The Securities Act requires registration with the SEC to issue a security (or file for exception). The issuer is obligated to maintain compliance with the Securities Exchange Act to facilitate secondary trading. This includes filing annual, quarterly, and current financial reports with specific information regarding a given security and the participants involved in any exchange.
Trade Execution & Settlement
Selling and buying securities involves two distinct processes — execution and settlement. Execution is the process by which buyers and sellers are matched. When a price and amount of a given asset is matched, the agreement is recorded. Settlement occurs when the asset exchanges custody.
Execution of trades is easy and rapid. Exchanges like the NASDAQ can execute thousands of trades a second. But the settlement process can last two days or more after the trade is originally executed. The lag occurs because of resource intensive reconciliation processes between broker-dealers, exchanges, and custodians.

:: Data shown ::
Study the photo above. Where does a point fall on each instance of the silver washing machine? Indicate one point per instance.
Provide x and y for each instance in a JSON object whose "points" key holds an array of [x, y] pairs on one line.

:: Tasks to perform ::
a: In the passage on securities trade execution and settlement, replace "custody" with "ownership" and write out the text between "The Securities Act" and "asset exchanges custody.", inclusive.
b: Translate this sentence from the passage on securities trade execution and settlement into Spanish: "Execution is the process by which buyers and sellers are matched."

:: Solutions per task ::
a:
The Securities Act requires registration with the SEC to issue a security (or file for exception). The issuer is obligated to maintain compliance with the Securities Exchange Act to facilitate secondary trading. This includes filing annual, quarterly, and current financial reports with specific information regarding a given security and the participants involved in any exchange.
Trade Execution & Settlement
Selling and buying securities involves two distinct processes — execution and settlement. Execution is the process by which buyers and sellers are matched. When a price and amount of a given asset is matched, the agreement is recorded. Settlement occurs when the asset exchanges ownership.

b: La ejecución es el proceso mediante el cual se emparejan compradores y vendedores.